EXTRACTED INFORMATION:
##############################

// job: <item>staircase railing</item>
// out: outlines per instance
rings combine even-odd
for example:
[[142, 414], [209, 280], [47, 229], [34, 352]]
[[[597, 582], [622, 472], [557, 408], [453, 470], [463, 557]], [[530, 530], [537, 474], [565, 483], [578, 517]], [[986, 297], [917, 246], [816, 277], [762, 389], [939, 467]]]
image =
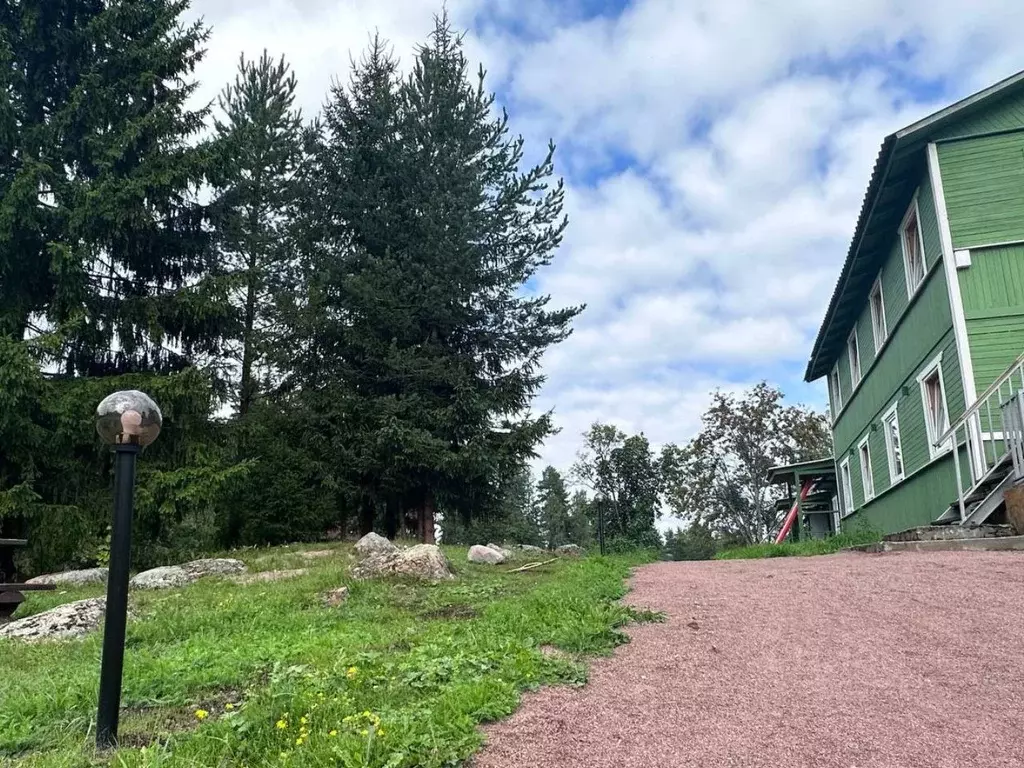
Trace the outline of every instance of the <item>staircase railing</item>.
[[[1024, 421], [1014, 421], [1016, 416], [1024, 419], [1024, 411], [1003, 409], [1008, 401], [1017, 400], [1019, 393], [1024, 392], [1024, 354], [1018, 357], [1003, 371], [977, 400], [964, 411], [949, 429], [935, 441], [936, 449], [953, 448], [953, 466], [956, 472], [957, 503], [960, 509], [960, 520], [967, 517], [964, 499], [989, 471], [1006, 456], [1015, 445], [1018, 448], [1024, 440]], [[1011, 415], [1012, 414], [1012, 415]], [[1015, 426], [1021, 427], [1014, 430]], [[1008, 433], [1012, 432], [1012, 441]], [[969, 467], [968, 480], [964, 484], [964, 472], [960, 446], [966, 448]], [[1024, 470], [1024, 453], [1018, 457]], [[1015, 469], [1017, 465], [1014, 465]]]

##############################

Repeat, with no changes, each line from the one with "Trace the outline" to the end of the listing, including both ends and nothing else.

RESPONSE TO THIS EXERCISE:
Trace the outline of every instance of the <item>staircase railing</item>.
[[[1024, 421], [1014, 421], [1016, 416], [1024, 419], [1024, 411], [1003, 409], [1008, 401], [1017, 400], [1019, 393], [1024, 392], [1024, 354], [1018, 357], [1003, 371], [977, 400], [964, 411], [949, 429], [935, 441], [936, 449], [953, 448], [953, 466], [956, 472], [957, 503], [960, 509], [960, 520], [967, 517], [964, 499], [989, 471], [1006, 456], [1015, 445], [1018, 448], [1024, 440]], [[1011, 415], [1012, 414], [1012, 415]], [[1015, 426], [1021, 427], [1014, 430]], [[1008, 433], [1012, 432], [1012, 441]], [[969, 467], [968, 480], [964, 484], [964, 472], [960, 446], [966, 448]], [[1024, 470], [1024, 453], [1018, 457]], [[1015, 469], [1017, 465], [1014, 465]]]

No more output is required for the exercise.